* REQUIREMENT: The records appear below. Copy each one exactly.

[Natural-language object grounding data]
►

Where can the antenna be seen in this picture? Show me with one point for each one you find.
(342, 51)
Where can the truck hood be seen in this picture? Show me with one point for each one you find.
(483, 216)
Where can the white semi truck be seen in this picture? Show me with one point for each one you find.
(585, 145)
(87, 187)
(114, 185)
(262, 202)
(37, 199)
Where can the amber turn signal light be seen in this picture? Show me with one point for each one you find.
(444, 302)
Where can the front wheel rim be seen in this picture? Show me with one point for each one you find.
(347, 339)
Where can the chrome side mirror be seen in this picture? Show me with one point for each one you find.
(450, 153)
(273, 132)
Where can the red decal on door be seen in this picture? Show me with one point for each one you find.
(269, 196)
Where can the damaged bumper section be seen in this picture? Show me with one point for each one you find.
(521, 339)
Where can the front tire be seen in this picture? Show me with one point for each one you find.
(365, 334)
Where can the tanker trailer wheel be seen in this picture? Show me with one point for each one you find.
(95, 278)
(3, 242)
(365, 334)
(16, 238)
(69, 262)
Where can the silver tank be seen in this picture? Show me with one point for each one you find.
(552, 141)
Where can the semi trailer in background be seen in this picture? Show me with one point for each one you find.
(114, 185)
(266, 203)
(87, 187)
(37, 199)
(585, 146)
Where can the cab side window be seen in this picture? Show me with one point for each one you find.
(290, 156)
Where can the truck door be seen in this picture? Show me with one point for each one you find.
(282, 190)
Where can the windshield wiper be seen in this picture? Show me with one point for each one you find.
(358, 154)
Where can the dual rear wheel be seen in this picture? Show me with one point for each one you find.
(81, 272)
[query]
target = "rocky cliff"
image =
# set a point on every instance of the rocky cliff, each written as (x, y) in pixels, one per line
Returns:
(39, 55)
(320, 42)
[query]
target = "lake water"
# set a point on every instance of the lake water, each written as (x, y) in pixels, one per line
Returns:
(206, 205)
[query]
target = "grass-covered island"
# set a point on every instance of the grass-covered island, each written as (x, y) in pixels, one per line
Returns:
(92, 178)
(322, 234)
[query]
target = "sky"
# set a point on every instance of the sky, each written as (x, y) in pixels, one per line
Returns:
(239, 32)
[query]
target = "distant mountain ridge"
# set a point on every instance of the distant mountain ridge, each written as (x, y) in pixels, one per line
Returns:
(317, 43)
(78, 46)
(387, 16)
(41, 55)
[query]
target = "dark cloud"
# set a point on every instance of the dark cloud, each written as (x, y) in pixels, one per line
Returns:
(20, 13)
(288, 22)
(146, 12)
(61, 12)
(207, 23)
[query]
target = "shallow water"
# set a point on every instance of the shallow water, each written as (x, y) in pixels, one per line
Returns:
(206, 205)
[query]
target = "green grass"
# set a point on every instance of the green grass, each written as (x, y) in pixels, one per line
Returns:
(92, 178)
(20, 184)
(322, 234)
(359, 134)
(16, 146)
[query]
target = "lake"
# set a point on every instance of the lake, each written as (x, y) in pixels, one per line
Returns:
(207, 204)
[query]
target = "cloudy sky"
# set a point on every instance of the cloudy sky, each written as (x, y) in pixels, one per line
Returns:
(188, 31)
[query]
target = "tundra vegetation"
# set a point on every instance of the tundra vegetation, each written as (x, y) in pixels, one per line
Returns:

◄

* YOUR RESPONSE:
Where can the antenna be seen in this picture? Show me with one point for each one you find.
(342, 51)
Where can the truck hood be seen in this picture? Show me with one point for each one you find.
(483, 216)
Where can the white semi truck be seen in this picture? Show me with one point for each one you find.
(585, 145)
(87, 187)
(114, 185)
(262, 202)
(37, 199)
Where can the amber turn signal light be seen in this picture? Show me with one point for each one you find.
(444, 302)
Where can the front wheel rim be seen in this picture? Show me with one point for each one you find.
(347, 339)
Where can the chrome side mirror be seen in this picture? Show me with one point for each one you find.
(450, 153)
(273, 132)
Where can the red decal on door be seen in this picture? Show me with one point for each one you find.
(269, 196)
Where can the damaged bumper section be seen in this picture? Show me with one point for each one you find.
(521, 339)
Where can the front tire be seen in this picture? Show me with one point for each one you find.
(365, 334)
Where can the tanker trailer wheel be seen in this picture? Show me with one point for each one you find.
(95, 278)
(3, 242)
(365, 334)
(16, 238)
(69, 262)
Where can the silver tank be seen in this picture? Show me with one point for each one you find.
(552, 141)
Where can the semi trailer in background be seen in this picture? Show me with one point for each one you find.
(114, 185)
(266, 203)
(87, 187)
(37, 199)
(585, 146)
Where can the cab side window be seen in this picture? Show me with one point for each one you find.
(290, 156)
Where can the truck door be seen in this picture? Show me with one point for each one you find.
(282, 190)
Where can the windshield wiper be seen in this picture? Show me with one point for each one you find.
(358, 154)
Where can the dual rear wheel be seen in this picture? Show me with one point for each one you find.
(81, 272)
[query]
target = "rocky cliff"
image =
# set a point on every instance of the rocky cliff, each written as (x, y) in pixels, one per line
Returns:
(39, 55)
(320, 42)
[query]
target = "lake water"
# set a point on every instance of the lake water, each written as (x, y) in pixels, one per line
Returns:
(206, 205)
[query]
target = "grass-covered island"
# set a point on every instance of the grass-covered island, each written as (x, y) in pixels, one per line
Returns:
(92, 178)
(322, 234)
[query]
target = "sky"
# set a point on every instance of the sky, each written as (x, y) in pixels, one per line
Returns:
(239, 32)
[query]
target = "distant mountain ridge"
# set a point on every instance of the distant mountain ridge, each written as (x, y) in pixels, one per line
Returns:
(317, 43)
(78, 46)
(387, 16)
(41, 55)
[query]
target = "dark cloud"
# set a point on every instance of the dark cloud, each written as (x, y) in pixels, one per line
Returns:
(20, 13)
(288, 22)
(146, 12)
(61, 12)
(207, 23)
[query]
target = "shallow water"
# set a point on every instance of the shallow water, each written as (x, y) in pixels, one per line
Returns:
(206, 205)
[query]
target = "green grass"
# set a point on every instance of the green grass, each written as (x, y) in pixels, one per line
Returns:
(92, 178)
(20, 184)
(322, 234)
(359, 134)
(16, 146)
[query]
target = "lake"
# set a point on every instance of the lake, each written as (x, y) in pixels, one per line
Returns:
(207, 204)
[query]
target = "cloudy sky"
# set a point on every instance of the cloudy sky, each written as (x, y) in pixels, one per line
Returns:
(188, 31)
[query]
target = "tundra vegetation"
# set a point on every instance of the tundra vegetation, each written as (x, y) in pixels, one per line
Returns:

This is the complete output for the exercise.